ACTION ITEM: Turn the paragraph of the Greenpoint Hospital housing article that opens with "At a virtual presentation" into a short bulleted list that keeps its main facts.

Plans for a large-scale, completely affordable housing development at the former Greenpoint Hospital site in East Williamsburg were met with praise at a public hearing hosted by the City Planning Commission Wednesday morning.
“Local residents like me have fought for proper development of this site, and have worked endless hours and years to see this community plan come to fruition,” said Karen Leader, who has lived in the nearby Cooper Park Houses for over 40 years.
Truly affordable developments are somewhat rare in Brooklyn, as is the enthusiastic community support this development has so far received.
Named Cooper Park Commons (due to the site’s proximity to Cooper Park across the street), the project, located at 288 Jackson St., will consist of four buildings and will be 100 percent affordable. Two of the structures will be newly constructed; the other two will be converted from existing historic buildings.
Hudson Companies Inc., who was selected by the city along with Project Renewal and St. Nicks Alliance as the development team in 2018, are behind the project. Magnusson Architecture and Planning and Architecture Outfit are designing.
The project seeks a rezoning to change the property’s zoning from R6 to R7-2, a special permit to designate the site for Large Scale General Development (LSGD) and as an Urban Development Action Area (UDAAP), disposition of city-owned property and mapping the area for Mandatory Inclusionary Housing.
Three people spoke at the brief public hearing, all in favor. Commissioner David J. Burney, both at a review session on August 30 and again Wednesday morning, questioned come of the choices around the handling of the bulk in the design of the buildings, even while acknowledging that getting rid of the bulk would result in a loss of affordable units.
At a virtual presentation to Community Board 1 on April 13, the developers said there will be a total of 557 affordable units spread across three of the buildings, with 109 of those units reserved for senior housing. The fourth building will house a 200-bed homeless shelter to replace the existing one on site.

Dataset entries

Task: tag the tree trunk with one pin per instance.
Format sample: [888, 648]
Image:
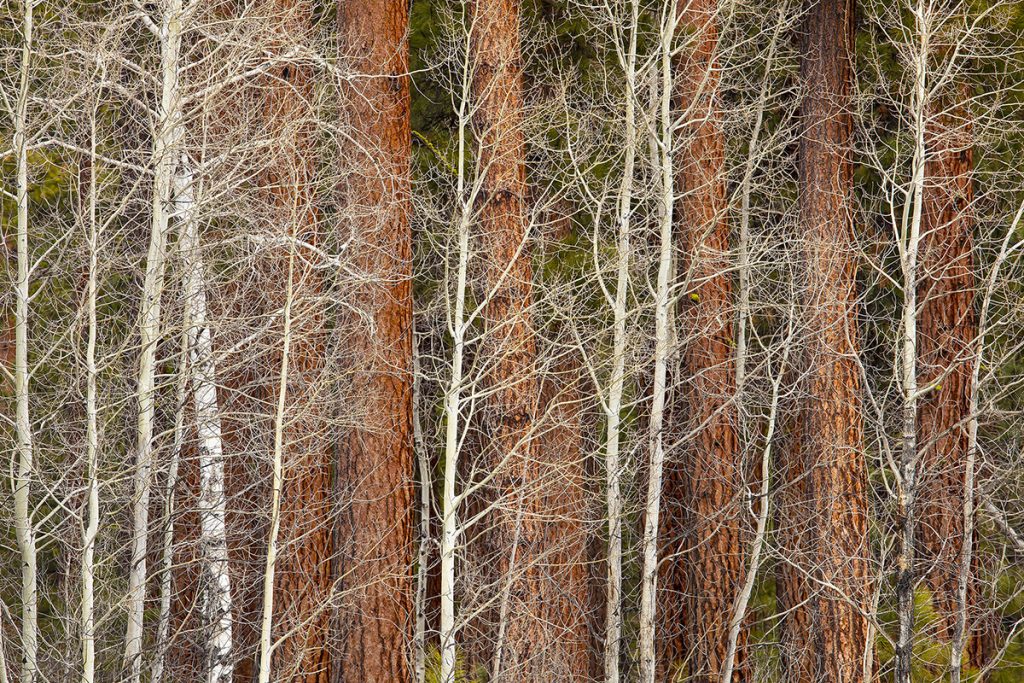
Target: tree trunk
[166, 144]
[302, 582]
[25, 526]
[704, 489]
[824, 513]
[947, 330]
[663, 348]
[377, 463]
[509, 528]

RESPONSE AREA:
- Developers gave a virtual presentation to Community Board 1 on April 13.
- Three of the buildings will hold a total of 557 affordable units.
- Of those units, 109 are reserved for senior housing.
- The fourth building will house a 200-bed homeless shelter replacing the one now on site.